#### Stated problem
Reproduce each of the following lines word for word, keeping their order.
== Material supplied ==
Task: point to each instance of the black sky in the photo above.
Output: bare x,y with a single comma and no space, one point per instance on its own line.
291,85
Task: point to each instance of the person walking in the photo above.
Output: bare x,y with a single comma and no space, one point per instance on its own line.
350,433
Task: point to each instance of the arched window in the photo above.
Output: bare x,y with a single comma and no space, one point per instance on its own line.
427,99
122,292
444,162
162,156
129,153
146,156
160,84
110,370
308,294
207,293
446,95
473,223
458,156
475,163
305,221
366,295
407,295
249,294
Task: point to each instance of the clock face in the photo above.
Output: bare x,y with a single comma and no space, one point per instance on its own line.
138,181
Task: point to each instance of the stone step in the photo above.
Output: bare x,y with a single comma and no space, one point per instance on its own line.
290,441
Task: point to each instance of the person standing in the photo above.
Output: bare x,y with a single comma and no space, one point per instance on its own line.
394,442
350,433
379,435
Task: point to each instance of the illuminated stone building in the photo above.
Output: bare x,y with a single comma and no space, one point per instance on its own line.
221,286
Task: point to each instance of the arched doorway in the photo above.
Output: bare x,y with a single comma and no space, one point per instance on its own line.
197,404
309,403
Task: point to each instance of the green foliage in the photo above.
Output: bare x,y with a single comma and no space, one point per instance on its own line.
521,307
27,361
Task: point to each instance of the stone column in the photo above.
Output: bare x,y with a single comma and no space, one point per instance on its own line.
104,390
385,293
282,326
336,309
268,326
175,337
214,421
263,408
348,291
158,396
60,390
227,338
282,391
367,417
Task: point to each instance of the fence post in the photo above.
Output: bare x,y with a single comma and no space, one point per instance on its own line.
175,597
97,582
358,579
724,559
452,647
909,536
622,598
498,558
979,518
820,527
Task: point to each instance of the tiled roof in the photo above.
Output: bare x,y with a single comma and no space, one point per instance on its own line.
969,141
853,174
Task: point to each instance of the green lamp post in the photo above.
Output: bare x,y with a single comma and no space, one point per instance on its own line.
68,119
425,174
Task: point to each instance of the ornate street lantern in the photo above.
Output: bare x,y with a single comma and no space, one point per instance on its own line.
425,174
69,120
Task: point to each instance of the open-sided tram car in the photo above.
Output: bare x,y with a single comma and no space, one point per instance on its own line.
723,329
===
#### Response
Task: point to each instance of the black sky in the photo above.
Output: bare x,y with a single comma and no space, one point per instance on its own line.
291,85
Task: point to each instance of the person walking in the photo above.
Output: bare x,y with a single comma and no space, one point per instance on its own line.
350,433
Task: point to each instance of the arched window in the photo above.
Output: bare x,y with a single comma and no space, one point per instance on its own line.
427,99
122,292
444,162
162,156
129,153
146,156
160,84
110,370
308,294
207,293
446,95
473,223
458,156
475,163
305,221
366,295
407,295
249,294
Task: point to each instance of the clock face in the photo above.
Output: bare x,y with a single comma and no space, one point per instance on its own line.
138,181
Task: point to each instance of the stone step in the photo above.
Output: bare x,y with a single comma and no space, one point per instance on its own line.
290,441
Task: point to each instance of the person standing in the photo above.
Output: bare x,y with a single comma and no space, one point per instance on its own line.
394,442
350,433
379,435
Task: point to each instance of the illuminated stone building in the photo above.
Output: bare x,y with a single comma and no space, one point per instance on its own line.
221,286
Task: point to each instance of the arched doorway in the photo above.
Output: bare x,y with a single comma and no space, one point per instance on its own line.
197,404
309,403
Task: point to each instance of the green foliage in the photo above.
Output: bare x,y with a single comma and no space, one point per instance on its own line.
521,307
27,361
Task: point to each instance of the stone column in the photo above.
Output: bare x,y with a single comma and no space, one point per instance on its own line.
104,390
385,293
282,326
336,309
268,326
175,337
214,421
263,408
348,291
158,396
60,390
227,338
282,391
367,417
Task: point to each instance of the fence post in the photo above.
Output: bare x,y with a single comma and no space, one point per instance on its own line.
175,597
97,582
358,579
724,559
452,647
909,536
622,598
498,558
979,518
820,527
Task: point to each instance of the tiled roof in the photo above.
Output: bare x,y with a single comma and no space, one point per instance on its own line.
969,141
853,174
Task: point to each instance of the green lamp post in the photo above.
Output: bare x,y with a single comma and no space, one point per instance on its own line.
68,119
425,174
Task: point to each instance of the ornate street lantern in the photo above.
Output: bare x,y with a single comma and no space, one point per instance on its own line.
425,174
69,120
Task: point to each instance of the open-sided tram car in the photo above.
Output: bare x,y with a single comma and no space, one point per instance on its own line.
723,329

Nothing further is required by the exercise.